::: The data :::
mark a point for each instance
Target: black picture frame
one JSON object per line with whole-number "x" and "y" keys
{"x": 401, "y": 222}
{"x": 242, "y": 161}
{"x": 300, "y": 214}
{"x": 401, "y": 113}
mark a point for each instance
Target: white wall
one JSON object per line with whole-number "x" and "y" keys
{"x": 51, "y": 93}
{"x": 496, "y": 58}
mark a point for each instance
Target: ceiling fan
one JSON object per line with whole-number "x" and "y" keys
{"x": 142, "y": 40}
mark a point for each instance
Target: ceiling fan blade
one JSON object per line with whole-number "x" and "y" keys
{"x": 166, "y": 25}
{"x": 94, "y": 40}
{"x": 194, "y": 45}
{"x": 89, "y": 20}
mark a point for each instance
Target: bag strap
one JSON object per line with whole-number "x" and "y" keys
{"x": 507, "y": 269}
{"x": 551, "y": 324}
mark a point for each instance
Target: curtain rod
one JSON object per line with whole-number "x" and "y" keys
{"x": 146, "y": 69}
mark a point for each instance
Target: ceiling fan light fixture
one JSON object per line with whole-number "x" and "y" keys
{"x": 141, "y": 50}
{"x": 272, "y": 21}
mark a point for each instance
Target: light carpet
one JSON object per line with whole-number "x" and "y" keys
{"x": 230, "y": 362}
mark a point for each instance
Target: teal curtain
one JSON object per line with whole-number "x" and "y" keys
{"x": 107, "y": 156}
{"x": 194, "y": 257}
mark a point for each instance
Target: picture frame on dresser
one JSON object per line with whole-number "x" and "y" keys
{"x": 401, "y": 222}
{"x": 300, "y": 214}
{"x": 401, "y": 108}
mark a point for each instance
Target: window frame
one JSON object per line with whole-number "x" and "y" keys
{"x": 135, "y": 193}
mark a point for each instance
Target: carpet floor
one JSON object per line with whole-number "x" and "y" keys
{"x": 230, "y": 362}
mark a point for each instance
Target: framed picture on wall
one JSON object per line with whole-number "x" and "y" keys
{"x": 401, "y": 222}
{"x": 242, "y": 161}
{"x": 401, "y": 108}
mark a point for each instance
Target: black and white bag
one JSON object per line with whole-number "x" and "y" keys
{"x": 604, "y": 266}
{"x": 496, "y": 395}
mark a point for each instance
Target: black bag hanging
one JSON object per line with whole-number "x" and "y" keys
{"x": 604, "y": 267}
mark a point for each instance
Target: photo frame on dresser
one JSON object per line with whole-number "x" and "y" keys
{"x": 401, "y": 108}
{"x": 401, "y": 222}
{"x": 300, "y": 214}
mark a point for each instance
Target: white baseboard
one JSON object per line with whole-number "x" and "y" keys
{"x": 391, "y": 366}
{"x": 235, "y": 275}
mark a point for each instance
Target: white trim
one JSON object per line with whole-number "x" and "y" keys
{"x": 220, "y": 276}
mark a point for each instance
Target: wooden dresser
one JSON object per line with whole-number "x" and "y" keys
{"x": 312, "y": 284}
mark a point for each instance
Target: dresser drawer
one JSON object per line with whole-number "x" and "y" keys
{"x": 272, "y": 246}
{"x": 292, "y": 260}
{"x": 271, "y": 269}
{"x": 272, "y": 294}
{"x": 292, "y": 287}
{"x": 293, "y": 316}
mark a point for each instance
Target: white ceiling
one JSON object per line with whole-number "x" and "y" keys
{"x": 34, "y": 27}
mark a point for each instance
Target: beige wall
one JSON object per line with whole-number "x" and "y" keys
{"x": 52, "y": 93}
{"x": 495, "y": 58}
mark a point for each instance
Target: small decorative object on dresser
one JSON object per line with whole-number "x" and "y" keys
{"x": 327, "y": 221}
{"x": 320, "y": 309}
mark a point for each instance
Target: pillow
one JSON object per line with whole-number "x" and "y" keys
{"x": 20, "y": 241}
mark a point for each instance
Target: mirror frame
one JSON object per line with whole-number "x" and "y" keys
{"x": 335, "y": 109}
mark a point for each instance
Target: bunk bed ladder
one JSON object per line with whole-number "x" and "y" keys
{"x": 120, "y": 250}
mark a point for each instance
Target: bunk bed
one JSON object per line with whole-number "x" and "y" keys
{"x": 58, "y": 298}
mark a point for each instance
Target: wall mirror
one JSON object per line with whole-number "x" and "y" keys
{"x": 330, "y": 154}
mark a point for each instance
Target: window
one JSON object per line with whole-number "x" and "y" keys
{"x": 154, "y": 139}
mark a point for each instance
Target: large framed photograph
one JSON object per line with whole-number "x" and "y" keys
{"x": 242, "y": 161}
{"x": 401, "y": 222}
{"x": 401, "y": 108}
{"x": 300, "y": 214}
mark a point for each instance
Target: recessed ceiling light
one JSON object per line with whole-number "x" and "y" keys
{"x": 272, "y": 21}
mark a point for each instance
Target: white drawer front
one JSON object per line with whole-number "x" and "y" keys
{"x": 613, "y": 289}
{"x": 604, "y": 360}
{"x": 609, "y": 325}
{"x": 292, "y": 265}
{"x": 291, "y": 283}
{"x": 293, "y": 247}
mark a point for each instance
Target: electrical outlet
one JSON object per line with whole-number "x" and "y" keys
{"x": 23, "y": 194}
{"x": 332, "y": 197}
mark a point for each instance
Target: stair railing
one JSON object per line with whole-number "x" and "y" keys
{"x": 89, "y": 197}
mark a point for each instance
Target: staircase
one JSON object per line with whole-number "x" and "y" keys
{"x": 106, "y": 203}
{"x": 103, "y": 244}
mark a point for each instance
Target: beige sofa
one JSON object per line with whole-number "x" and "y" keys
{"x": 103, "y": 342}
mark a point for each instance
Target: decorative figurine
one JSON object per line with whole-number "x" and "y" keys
:::
Set exercise >> Return each line of the data exactly as written above.

The output >>
mark a point for each instance
Target: black picture frame
one JSON object per line with whole-number "x" and "y" keys
{"x": 401, "y": 222}
{"x": 242, "y": 161}
{"x": 300, "y": 214}
{"x": 401, "y": 113}
mark a point for each instance
Target: white wall
one JSON object per line with whole-number "x" and "y" keys
{"x": 51, "y": 93}
{"x": 496, "y": 58}
mark a point for each instance
Target: ceiling fan
one JSON object per line with whole-number "x" and "y" keys
{"x": 142, "y": 40}
mark a point for each instance
Target: ceiling fan blade
one JSON object per line with whole-number "x" and "y" keys
{"x": 166, "y": 25}
{"x": 94, "y": 40}
{"x": 194, "y": 45}
{"x": 89, "y": 20}
mark a point for each instance
Target: bag strap
one JSON object per line with whole-number "x" and "y" keys
{"x": 507, "y": 269}
{"x": 551, "y": 324}
mark a point for each instance
Target: curtain rod
one JSON object per line with whole-number "x" and "y" keys
{"x": 146, "y": 69}
mark a point for each instance
Target: ceiling fan light fixture
one JSON object per line with whole-number "x" and "y" keys
{"x": 141, "y": 50}
{"x": 272, "y": 21}
mark a point for each instance
Target: light carpet
one JSON object per line with whole-number "x" and "y" keys
{"x": 230, "y": 362}
mark a point for each instance
Target: teal curtain
one JSON object per line with whole-number "x" and "y" keys
{"x": 107, "y": 156}
{"x": 194, "y": 257}
mark a point for each instance
Target: picture frame on dresser
one JSON object per line with whole-number "x" and "y" keys
{"x": 401, "y": 222}
{"x": 300, "y": 214}
{"x": 401, "y": 108}
mark a point for each instance
Target: window frame
one JSON object per line with whole-number "x" and "y" keys
{"x": 135, "y": 193}
mark a point for each instance
Target: carpet floor
one JSON object per line with whole-number "x" and "y" keys
{"x": 230, "y": 362}
mark a point for each instance
Target: framed picture on wall
one JSON object per line with whole-number "x" and "y" keys
{"x": 401, "y": 222}
{"x": 242, "y": 161}
{"x": 401, "y": 108}
mark a point for each instance
Target: black and white bag
one JSON object per line with whole-number "x" and "y" keys
{"x": 604, "y": 266}
{"x": 496, "y": 395}
mark a point for each instance
Target: black bag hanging
one JSON object per line with whole-number "x" and "y" keys
{"x": 604, "y": 267}
mark a point for each instance
Target: photo frame on dresser
one JSON object per line with whole-number "x" and "y" keys
{"x": 401, "y": 108}
{"x": 401, "y": 222}
{"x": 300, "y": 214}
mark a point for each instance
Target: white baseboard
one JSON object per line with whole-number "x" and "y" keys
{"x": 391, "y": 366}
{"x": 235, "y": 275}
mark a point for each instance
Target: white trim
one JSON object per line with whole-number "x" and "y" keys
{"x": 220, "y": 276}
mark a point for each instance
Target: wooden dresser
one JSON object per line with whole-number "x" and "y" keys
{"x": 312, "y": 284}
mark a point for each instance
Target: dresser drawer
one JSON object per line with whole-number "x" and "y" keys
{"x": 272, "y": 246}
{"x": 292, "y": 260}
{"x": 271, "y": 269}
{"x": 272, "y": 294}
{"x": 292, "y": 287}
{"x": 293, "y": 316}
mark a point for each instance
Target: white ceiling
one JSON object per line with whole-number "x" and "y" keys
{"x": 34, "y": 27}
mark a point for each instance
Target: beige wall
one JSON object per line with whole-number "x" and "y" keys
{"x": 52, "y": 93}
{"x": 495, "y": 58}
mark a point for each instance
Target: small decorative object on dresser
one JSON object per line with whole-number "x" and "y" keys
{"x": 327, "y": 221}
{"x": 320, "y": 309}
mark a point for each instance
Target: pillow
one JSON object per line with whole-number "x" and "y" keys
{"x": 20, "y": 241}
mark a point for each instance
Target: mirror frame
one JSON object per line with whole-number "x" and "y" keys
{"x": 335, "y": 109}
mark a point for each instance
Target: bunk bed ladder
one JSON object per line with whole-number "x" and "y" keys
{"x": 120, "y": 250}
mark a point for each instance
Target: bunk bed
one JSON object per line with whole-number "x" and "y" keys
{"x": 58, "y": 298}
mark a point for each instance
Target: wall mirror
one JSON object per line with whole-number "x" and "y" keys
{"x": 330, "y": 154}
mark a point for each instance
Target: window
one JSON object per line with whole-number "x" and "y" keys
{"x": 154, "y": 139}
mark a point for each instance
Target: large framed photograph
one JSON object per line with whole-number "x" and "y" keys
{"x": 242, "y": 161}
{"x": 401, "y": 222}
{"x": 401, "y": 108}
{"x": 300, "y": 214}
mark a point for each instance
Target: recessed ceiling light
one JSON object per line with whole-number "x" and "y" keys
{"x": 272, "y": 21}
mark a point for each instance
Target: white drawer front
one JSON object per line with whole-number "x" and "y" keys
{"x": 613, "y": 289}
{"x": 604, "y": 360}
{"x": 609, "y": 325}
{"x": 292, "y": 265}
{"x": 291, "y": 283}
{"x": 293, "y": 247}
mark a point for each instance
Target: electrical outlet
one JSON object per line with whole-number "x" and "y" keys
{"x": 23, "y": 194}
{"x": 332, "y": 197}
mark a point for each instance
Target: stair railing
one JSON object per line with whole-number "x" and "y" keys
{"x": 89, "y": 197}
mark a point for each instance
Target: staircase
one JSON object per line with whole-number "x" and "y" keys
{"x": 106, "y": 203}
{"x": 103, "y": 244}
mark a point for each instance
Target: beige sofa
one JSON object per line with whole-number "x" and "y" keys
{"x": 103, "y": 342}
mark a point for each instance
Target: decorative figurine
one JSON object per line with whole-number "x" and "y" keys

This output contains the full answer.